Task goal = Which lines of the records below contain the word "wall"? Copy each of them in full.

Data to process =
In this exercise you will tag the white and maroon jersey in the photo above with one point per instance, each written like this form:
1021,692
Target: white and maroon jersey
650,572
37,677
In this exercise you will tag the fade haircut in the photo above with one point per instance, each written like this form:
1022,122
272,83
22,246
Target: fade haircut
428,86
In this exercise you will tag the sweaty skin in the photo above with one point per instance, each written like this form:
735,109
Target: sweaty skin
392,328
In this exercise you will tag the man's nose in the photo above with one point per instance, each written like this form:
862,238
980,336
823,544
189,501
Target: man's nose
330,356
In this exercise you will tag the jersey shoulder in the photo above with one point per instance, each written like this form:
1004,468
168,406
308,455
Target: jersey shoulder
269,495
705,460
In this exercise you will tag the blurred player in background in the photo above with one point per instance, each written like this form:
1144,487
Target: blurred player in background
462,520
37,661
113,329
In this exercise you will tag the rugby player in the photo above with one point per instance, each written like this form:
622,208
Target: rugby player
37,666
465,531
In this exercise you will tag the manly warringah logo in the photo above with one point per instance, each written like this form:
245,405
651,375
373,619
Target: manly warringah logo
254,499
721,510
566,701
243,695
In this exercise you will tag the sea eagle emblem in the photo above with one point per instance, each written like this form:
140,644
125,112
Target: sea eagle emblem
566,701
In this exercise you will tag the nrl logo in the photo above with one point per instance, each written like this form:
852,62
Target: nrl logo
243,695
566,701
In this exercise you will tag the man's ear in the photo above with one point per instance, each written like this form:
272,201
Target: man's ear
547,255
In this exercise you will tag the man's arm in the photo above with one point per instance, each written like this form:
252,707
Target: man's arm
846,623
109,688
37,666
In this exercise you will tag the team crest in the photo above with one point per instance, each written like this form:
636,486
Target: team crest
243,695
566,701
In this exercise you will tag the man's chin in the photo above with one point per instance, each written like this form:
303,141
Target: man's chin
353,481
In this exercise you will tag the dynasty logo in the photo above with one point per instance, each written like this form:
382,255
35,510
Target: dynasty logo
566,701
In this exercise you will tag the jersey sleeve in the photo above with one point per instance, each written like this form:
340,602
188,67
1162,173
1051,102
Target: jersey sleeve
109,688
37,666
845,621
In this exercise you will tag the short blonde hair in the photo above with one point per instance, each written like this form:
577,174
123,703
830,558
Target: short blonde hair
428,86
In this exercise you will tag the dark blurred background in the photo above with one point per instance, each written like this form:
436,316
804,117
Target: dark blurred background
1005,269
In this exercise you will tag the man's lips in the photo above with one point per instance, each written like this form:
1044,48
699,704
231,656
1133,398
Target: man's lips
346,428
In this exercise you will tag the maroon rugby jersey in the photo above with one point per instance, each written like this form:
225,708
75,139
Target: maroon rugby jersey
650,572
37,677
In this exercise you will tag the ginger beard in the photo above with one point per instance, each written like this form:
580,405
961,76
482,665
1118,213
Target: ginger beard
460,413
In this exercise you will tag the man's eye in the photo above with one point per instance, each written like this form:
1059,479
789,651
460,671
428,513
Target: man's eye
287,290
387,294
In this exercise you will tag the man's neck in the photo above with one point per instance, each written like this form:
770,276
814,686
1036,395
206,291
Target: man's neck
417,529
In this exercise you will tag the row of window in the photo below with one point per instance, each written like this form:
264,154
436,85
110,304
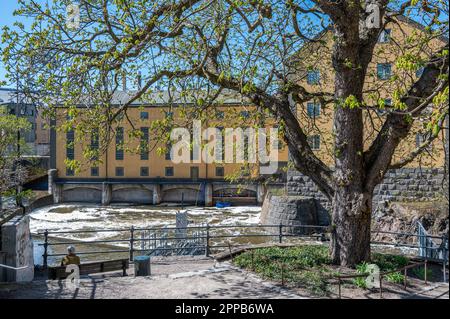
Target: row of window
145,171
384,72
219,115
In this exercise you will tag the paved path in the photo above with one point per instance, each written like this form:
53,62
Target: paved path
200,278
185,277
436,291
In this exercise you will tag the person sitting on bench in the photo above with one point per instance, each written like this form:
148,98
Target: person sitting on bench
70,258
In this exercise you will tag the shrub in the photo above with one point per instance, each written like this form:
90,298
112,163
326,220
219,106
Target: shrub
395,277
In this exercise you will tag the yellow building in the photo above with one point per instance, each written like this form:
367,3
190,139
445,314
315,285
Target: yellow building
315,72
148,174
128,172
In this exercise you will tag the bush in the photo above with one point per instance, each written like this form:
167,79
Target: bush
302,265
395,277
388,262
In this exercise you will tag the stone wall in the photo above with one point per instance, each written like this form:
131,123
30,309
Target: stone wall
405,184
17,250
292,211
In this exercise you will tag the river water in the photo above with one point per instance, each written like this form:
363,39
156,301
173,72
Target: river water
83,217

---

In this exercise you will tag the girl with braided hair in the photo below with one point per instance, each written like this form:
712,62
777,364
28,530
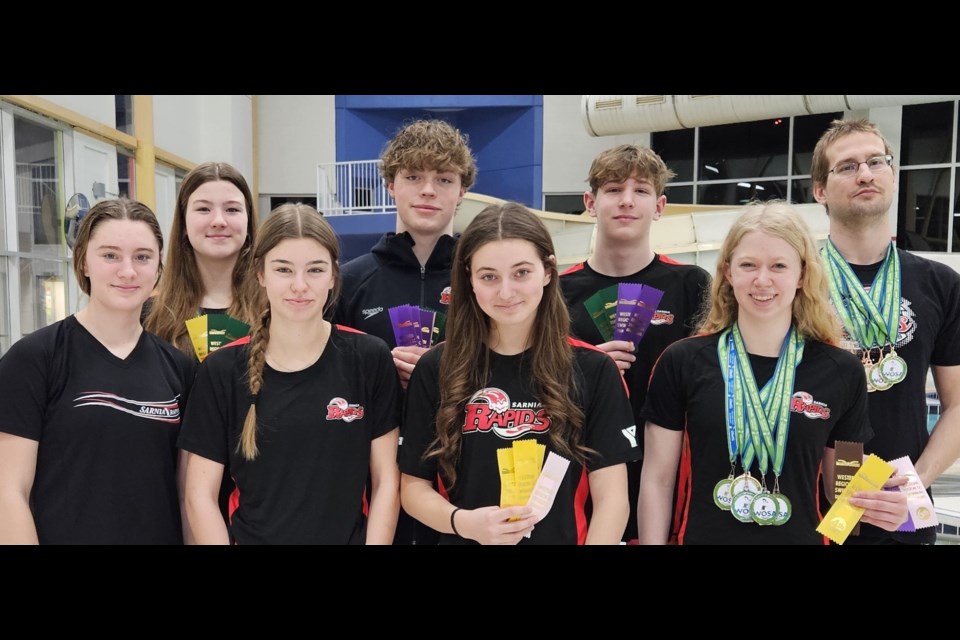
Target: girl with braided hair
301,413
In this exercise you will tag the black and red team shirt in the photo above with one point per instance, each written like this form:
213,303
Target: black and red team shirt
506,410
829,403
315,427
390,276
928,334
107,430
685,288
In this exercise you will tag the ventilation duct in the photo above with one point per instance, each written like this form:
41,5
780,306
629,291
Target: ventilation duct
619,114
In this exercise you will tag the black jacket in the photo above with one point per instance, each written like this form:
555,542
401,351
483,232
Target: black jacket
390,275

Result of this task =
In this exercise you will tag the stone wall in the photo above with one point per instance, each written like this form:
Target: stone wall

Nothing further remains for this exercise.